**GEZEIGTER TEXT**
┌──

Generell gilt, dass die jeweiligen betrieblichen Arbeits- und Organisationskonzepte sowie die Lernkultur die Konzepte zur lern- und kompetenzförderlichen Gestaltung des Arbeitsplatzes wesentlich beeinflussen. Spätestens seit den 1990er Jahren besteht die Aufgabe, die Arbeit lern- und kompetenzförderlich zu gestalten. Neue Lernformen und Freiräume in der Arbeit, wie die Möglichkeit zum Austausch über erfolgreiche Problembewältigungsstrategien mit Arbeitskollegen oder zur Erprobung eigener Strategien der Erfüllung von Arbeitsaufgaben, erhöhen die Lernhaltigkeit der jeweiligen Tätigkeit und unterstützen damit auch die Kompetenzentwicklung der Beschäftigten. So wie lernförderliche Arbeitsgestaltung die Kompetenz der Beschäftigten fördert, führt lernarme Arbeit zu Kompetenzverlust und Kompetenzdefiziten. „Der lange Arm der Arbeit“ beeinflusst darüber hinaus den Freizeitbereich, die Sozialkontakte und letztlich die Persönlichkeitsentwicklung. Die Gestaltung von Arbeit besitzt damit immer eine über die Arbeitswelt hinausgehende individuelle und gesellschaftspolitische Dimension.

Für die betriebliche Bildungsarbeit stellt sich nun die zentrale Frage, welche Kriterien eine lern- und kompetenzförderliche Arbeit auszeichnen und wie Arbeitsumgebungen entsprechend zu gestalten sind. Seit den 1980/90er Jahren werden – einhergehend mit der Renaissance des Lernens in der Arbeit – zu diesem Thema wissenschaftliche Studien und Analysen durchgeführt. Es sind Kriterien erarbeitet worden, an denen sich sowohl die Analyse des Lernens und der Lernmöglichkeiten in der Arbeit als auch eine lern- und kompetenzförderliche Gestaltung von Arbeitsumgebungen orientieren können. Diese Kriterien sind vorrangig aus arbeitswissenschaftlicher, arbeits- und organisationspsychologischer sowie berufspädagogischer Sicht erarbeitet worden und sind in der folgenden Abbildung aufgelistet:

 

Dimensionen

Kurzcharakteristik

 

Vollständige Handlung/ Projektorientierung

Aufgaben mit möglichst vielen zusammenhängenden Einzelhandlungen im Sinne der vollständigen Handlung und der Projektmethode

 

Handlungsspielraum

 

Freiheits- und Entscheidungsgrade in der Arbeit, d. h. die unterschiedlichen Möglichkeiten kompetent zu handeln (selbstgesteuertes Arbeiten)

 

Problem-, Komplexitätserfahrung

Ist abhängig vom Umfang und der Vielschichtigkeit der Arbeit, vom Grad der Unbestimmtheit und Vernetzung

 

Soziale Unterstützung/ Kollektivität

Kommunikation, Anregungen, Hilfestellungen mit und durch Kollegen und Vorgesetzte; Gemeinschaftlichkeit

 

Individuelle Entwicklung

 

Aufgaben sollen dem Entwicklungsstand des Einzelnen entsprechen, d. h. sie dürfen ihn nicht unter- oder überfordern

 

Entwicklung von Professionalität

 

Verbesserung der beruflichen Handlungsfähigkeit durch Erarbeitung erfolgreicher Handlungsstrategien im Verlauf der Expertiseentwicklung (Entwicklung vom Novizen bis zum Experten)

└──

**GESTELLTE AUFGABE A**
Schreiben Sie den Abschnitt der Einträge von der Zeile mit „# Locate the green tree in the image above“ bis zum Ende der Einträge unverändert nieder, beide Enden eingeschlossen.
Text und Einträge stehen in keinem Zusammenhang miteinander.

**BEREITGESTELLTE DATEN**

┌──

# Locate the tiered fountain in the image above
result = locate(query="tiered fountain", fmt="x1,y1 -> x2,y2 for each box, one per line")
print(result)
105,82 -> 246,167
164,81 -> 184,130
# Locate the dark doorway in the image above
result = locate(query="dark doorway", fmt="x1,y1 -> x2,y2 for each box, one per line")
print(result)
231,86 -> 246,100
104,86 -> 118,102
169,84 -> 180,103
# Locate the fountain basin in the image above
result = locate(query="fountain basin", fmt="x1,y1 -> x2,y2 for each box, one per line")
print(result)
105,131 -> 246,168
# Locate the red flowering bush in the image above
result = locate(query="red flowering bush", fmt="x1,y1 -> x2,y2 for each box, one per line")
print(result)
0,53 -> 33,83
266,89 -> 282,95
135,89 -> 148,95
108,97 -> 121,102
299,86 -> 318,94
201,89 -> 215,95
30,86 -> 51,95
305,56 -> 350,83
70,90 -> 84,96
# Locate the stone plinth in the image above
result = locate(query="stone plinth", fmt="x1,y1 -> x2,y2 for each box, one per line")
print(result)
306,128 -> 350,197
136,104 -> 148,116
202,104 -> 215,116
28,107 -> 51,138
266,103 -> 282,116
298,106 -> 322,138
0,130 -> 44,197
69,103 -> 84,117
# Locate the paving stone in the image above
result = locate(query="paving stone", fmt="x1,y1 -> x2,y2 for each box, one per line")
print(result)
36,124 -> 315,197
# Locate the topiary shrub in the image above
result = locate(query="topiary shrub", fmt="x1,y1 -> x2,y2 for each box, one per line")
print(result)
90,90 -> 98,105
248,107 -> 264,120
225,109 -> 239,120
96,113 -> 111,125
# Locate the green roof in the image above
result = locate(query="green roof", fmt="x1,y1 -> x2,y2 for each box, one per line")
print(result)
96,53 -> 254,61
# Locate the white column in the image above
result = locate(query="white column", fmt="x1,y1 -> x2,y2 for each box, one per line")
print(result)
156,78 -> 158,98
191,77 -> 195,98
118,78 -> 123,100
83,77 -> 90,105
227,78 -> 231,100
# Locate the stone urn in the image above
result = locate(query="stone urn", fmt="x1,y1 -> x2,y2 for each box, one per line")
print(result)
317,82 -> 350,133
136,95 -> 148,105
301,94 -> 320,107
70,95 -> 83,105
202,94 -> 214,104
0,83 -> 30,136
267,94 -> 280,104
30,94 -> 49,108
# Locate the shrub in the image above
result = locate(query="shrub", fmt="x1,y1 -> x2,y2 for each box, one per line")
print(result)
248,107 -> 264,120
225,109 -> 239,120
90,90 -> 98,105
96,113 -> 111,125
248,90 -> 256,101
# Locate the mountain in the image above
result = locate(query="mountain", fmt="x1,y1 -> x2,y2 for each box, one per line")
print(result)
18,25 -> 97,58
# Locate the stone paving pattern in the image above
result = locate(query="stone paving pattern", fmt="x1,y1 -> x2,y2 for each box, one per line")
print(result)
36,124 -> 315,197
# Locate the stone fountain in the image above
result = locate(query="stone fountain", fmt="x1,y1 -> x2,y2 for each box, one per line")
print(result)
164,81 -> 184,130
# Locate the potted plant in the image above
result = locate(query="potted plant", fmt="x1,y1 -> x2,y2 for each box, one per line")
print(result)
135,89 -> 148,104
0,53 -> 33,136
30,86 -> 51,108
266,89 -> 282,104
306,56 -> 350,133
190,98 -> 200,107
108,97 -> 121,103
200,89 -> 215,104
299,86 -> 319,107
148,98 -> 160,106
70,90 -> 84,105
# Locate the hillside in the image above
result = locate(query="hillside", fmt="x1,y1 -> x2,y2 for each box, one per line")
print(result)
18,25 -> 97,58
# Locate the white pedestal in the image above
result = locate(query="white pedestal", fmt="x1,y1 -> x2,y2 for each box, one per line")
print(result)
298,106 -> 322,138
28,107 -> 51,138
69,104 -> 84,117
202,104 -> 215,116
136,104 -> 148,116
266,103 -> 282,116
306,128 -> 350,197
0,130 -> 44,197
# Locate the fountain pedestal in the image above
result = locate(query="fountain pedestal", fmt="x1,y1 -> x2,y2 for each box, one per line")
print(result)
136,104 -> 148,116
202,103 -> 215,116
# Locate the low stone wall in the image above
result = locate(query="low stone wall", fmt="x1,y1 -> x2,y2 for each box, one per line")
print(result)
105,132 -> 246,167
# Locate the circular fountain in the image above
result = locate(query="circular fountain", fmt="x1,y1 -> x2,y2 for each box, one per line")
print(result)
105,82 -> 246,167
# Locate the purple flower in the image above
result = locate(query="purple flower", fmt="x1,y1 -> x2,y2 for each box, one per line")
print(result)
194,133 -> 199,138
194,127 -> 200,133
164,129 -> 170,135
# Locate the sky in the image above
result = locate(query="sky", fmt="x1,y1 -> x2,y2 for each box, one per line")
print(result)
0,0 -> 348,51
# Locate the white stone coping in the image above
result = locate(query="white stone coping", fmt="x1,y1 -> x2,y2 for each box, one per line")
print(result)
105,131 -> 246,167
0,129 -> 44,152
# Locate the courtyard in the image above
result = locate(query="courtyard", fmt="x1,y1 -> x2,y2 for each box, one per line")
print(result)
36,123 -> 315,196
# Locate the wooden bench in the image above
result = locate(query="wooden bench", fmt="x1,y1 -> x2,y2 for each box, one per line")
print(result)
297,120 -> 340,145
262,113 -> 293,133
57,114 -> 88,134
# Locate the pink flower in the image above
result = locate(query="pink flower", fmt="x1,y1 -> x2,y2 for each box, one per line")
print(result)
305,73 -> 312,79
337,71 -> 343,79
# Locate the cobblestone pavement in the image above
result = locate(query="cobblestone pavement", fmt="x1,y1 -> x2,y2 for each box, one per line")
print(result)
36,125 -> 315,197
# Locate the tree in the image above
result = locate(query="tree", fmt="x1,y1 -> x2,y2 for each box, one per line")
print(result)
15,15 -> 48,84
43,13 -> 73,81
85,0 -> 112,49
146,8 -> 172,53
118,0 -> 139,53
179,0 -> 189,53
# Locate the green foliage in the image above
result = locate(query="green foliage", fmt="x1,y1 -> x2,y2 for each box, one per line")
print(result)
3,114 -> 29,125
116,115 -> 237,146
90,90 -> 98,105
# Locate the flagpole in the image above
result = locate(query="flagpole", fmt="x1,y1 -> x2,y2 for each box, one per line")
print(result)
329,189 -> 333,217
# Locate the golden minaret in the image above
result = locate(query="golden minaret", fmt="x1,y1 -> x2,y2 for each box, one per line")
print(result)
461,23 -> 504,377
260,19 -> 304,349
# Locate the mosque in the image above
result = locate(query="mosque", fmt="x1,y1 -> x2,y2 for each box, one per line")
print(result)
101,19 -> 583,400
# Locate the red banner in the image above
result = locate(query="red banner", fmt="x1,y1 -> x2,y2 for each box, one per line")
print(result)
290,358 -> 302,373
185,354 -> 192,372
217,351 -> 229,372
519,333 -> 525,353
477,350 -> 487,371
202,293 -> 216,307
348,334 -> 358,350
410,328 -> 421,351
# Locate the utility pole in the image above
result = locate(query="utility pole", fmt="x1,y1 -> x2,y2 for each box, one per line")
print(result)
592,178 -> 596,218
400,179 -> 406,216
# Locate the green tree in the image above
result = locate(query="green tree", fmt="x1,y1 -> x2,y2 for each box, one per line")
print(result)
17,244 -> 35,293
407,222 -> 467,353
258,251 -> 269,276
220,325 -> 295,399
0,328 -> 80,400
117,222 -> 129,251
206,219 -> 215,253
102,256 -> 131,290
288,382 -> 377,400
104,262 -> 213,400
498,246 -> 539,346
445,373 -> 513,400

└──

**GESTELLTE AUFGABE B**
Entnehmen Sie dem Text zur lernförderlichen Arbeitsgestaltung wörtlich den Abschnitt von „Aufgaben mit möglichst“ bis einschließlich „handeln (selbstgesteuertes Arbeiten)“.

**RICHTIGE ANTWORT A**
# Locate the green tree in the image above
result = locate(query="green tree", fmt="x1,y1 -> x2,y2 for each box, one per line")
print(result)
17,244 -> 35,293
407,222 -> 467,353
258,251 -> 269,276
220,325 -> 295,399
0,328 -> 80,400
117,222 -> 129,251
206,219 -> 215,253
102,256 -> 131,290
288,382 -> 377,400
104,262 -> 213,400
498,246 -> 539,346
445,373 -> 513,400

**RICHTIGE ANTWORT B**
Aufgaben mit möglichst vielen zusammenhängenden Einzelhandlungen im Sinne der vollständigen Handlung und der Projektmethode

 

Handlungsspielraum

 

Freiheits- und Entscheidungsgrade in der Arbeit, d. h. die unterschiedlichen Möglichkeiten kompetent zu handeln (selbstgesteuertes Arbeiten)